→ **TEXTE À LIRE**
━━━━━━

L'UE bloque les livraisons de pétrole russe

L’Union européenne (UE) a annoncé lundi une interdiction d’importer du pétrole russe par voie maritime. Cette mesure fait partie d’un sixième train de sanctions dirigées contre Moscou. L’embargo sur les livraisons par bateau-citerne ne s’applique pas au pétrole acheminé par l’oléoduc Druzhba, dont les branches passent par la Russie, l’Ukraine et le Belarus et qui dessert l’Europe centrale et orientale.

La Hongrie, la Slovaquie et la République tchèque, pays enclavés, sont fortement tributaires des livraisons de l’oléoduc Druzhba. La Hongrie, par exemple, tire 65  pour cent de son pétrole de cet oléoduc et a refusé d’approuver l’interdiction totale demandée par d’autres États de l’UE.

Environ deux tiers de l’approvisionnement en pétrole russe de l’Europe est acheminé par bateau mais les responsables européens affirment que d’ici la fin de l’année, ils parviendront à bloquer 90  pour cent des importations, l’Allemagne et la Pologne s’étant engagées à ne plus utiliser l’oléoduc. Bloomberg estime que l’embargo coûtera 22  milliards de dollars à la Russie. Certaines sources russes sont de cet avis; d’autres affirment que son impact sera nul, car Moscou trouvera d’autres acheteurs.

Dans l’accord conclu au sommet européen des 30 et 31 mai, aucune date limite n’a été fixée pour une fin des achats européens de pétrole russe provenant de l’oléoduc Druzhba. Les représentants de l’UE ont clairement indiqué qu’ils n’avaient pas l’intention de s’arrêter à 90  pour cent, qu’ils recherchaient une interdiction de 100  pour cent et essaieraient de l’arracher à la Hongrie, la Slovaquie et la République tchèque dans les mois à venir. Faisant allusion à l’exemption accordée à ces trois États, Ursula von der Leyen, cheffe de la Commission européenne, a déclaré lundi: «C’est un sujet sur lequel nous reviendrons et sur lequel nous devrons encore travailler».

L’embargo, même s’il n’est pas encore formellement ratifié, va intensifier la pression financière sur la Russie et faire exploser les prix, en Europe et ailleurs. C’est la classe ouvrière qui en supportera le coût.

Le jour même de l’annonce de l’embargo sur le pétrole, on apprenait qu’en mai, l’inflation en Europe avait atteint 8,1  pour cent, soit beaucoup plus que prévu. Dans de nombreux pays, elle est une fois et demie supérieure à la moyenne continentale, comme en Estonie (20  pour cent), en Lituanie (18,5  pour cent), en Lettonie (16,4  pour cent) et en Pologne (13,9  pour cent). Au Royaume-Uni, on s’attend à ce qu’elle atteigne 10  pour cent. Partout, les denrées alimentaires et le carburant sont les principaux moteurs de la hausse.

━━━━━━

→ **DÉFI A**
Répondez à ces questions sur le texte consacré à l'embargo pétrolier :
(i) Quelle part de son pétrole la Hongrie tire-t-elle de l'oléoduc Druzhba ?
(ii) Selon Bloomberg, combien l'embargo coûtera-t-il à la Russie ?
(iii) Quel taux l'inflation en Europe a-t-elle atteint en mai ?

→ **JEU DE DONNÉES**

━━━━━━

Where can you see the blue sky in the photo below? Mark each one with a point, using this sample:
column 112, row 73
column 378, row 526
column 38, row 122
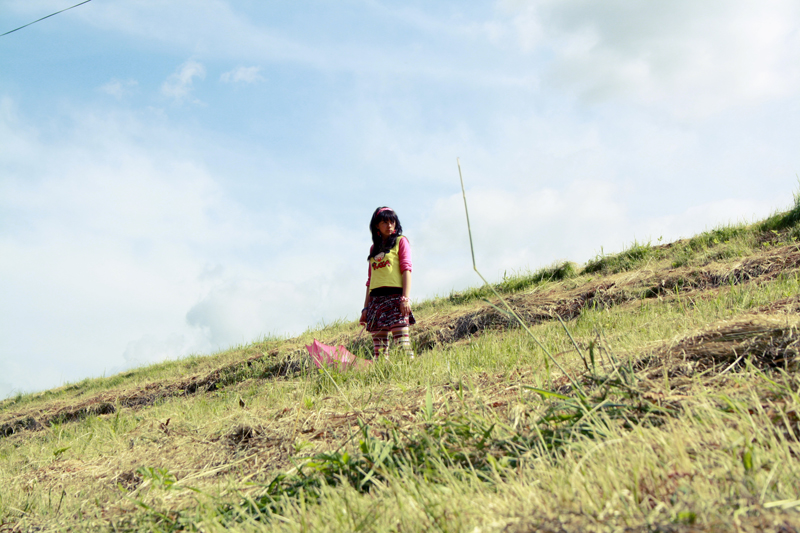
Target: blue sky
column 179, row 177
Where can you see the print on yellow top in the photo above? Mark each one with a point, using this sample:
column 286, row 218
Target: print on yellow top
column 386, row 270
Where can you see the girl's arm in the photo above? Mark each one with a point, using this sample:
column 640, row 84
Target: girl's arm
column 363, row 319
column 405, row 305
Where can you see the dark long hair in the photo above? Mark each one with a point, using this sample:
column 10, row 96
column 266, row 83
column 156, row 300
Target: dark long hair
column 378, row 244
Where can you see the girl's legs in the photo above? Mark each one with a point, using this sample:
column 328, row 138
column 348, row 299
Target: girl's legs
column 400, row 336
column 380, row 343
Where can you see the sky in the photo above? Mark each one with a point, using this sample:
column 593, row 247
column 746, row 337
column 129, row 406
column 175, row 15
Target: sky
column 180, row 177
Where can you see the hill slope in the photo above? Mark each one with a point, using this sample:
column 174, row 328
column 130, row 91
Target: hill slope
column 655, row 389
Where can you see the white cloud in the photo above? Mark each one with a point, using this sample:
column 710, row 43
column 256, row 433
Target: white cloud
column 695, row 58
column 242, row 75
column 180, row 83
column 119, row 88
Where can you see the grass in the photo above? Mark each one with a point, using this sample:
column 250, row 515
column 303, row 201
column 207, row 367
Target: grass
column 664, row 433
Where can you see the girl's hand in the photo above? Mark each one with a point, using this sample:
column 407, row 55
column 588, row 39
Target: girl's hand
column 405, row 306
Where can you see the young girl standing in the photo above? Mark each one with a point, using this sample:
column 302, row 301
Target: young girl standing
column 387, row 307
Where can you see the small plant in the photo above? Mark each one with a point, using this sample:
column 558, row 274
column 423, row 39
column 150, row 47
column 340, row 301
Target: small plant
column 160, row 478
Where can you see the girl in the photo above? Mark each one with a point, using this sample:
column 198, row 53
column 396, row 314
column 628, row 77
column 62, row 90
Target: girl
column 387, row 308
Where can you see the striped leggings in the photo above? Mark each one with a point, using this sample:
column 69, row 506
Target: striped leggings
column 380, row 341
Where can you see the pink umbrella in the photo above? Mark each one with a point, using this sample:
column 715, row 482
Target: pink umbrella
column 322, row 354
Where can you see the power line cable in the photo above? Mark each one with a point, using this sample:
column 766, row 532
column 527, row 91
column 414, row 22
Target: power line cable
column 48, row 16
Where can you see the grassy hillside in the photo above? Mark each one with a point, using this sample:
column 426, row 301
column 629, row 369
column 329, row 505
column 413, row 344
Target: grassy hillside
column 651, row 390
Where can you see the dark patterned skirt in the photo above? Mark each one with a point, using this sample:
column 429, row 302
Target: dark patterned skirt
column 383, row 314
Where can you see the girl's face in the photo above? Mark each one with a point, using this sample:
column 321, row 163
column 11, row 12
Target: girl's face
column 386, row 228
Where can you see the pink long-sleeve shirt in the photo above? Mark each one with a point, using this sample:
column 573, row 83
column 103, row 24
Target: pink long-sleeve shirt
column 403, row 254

━━━━━━

→ **DÉFI B**
Mettez à jour les lignes, depuis celle qui contient « Where can you see the girl's face » jusqu'à celle qui contient « column 386, row 228 », ces deux-là comprises : remplacez « girl's face » par « young girl's face » sans rien modifier d'autre, puis recopiez uniquement ces lignes.

→ **RÉPONSE COMPLÈTE A**
(i) 65 pour cent
(ii) 22 milliards de dollars
(iii) 8,1 pour cent

→ **RÉPONSE COMPLÈTE B**
Where can you see the young girl's face in the photo above? Mark each one with a point, using this sample:
column 321, row 163
column 11, row 12
Target: young girl's face
column 386, row 228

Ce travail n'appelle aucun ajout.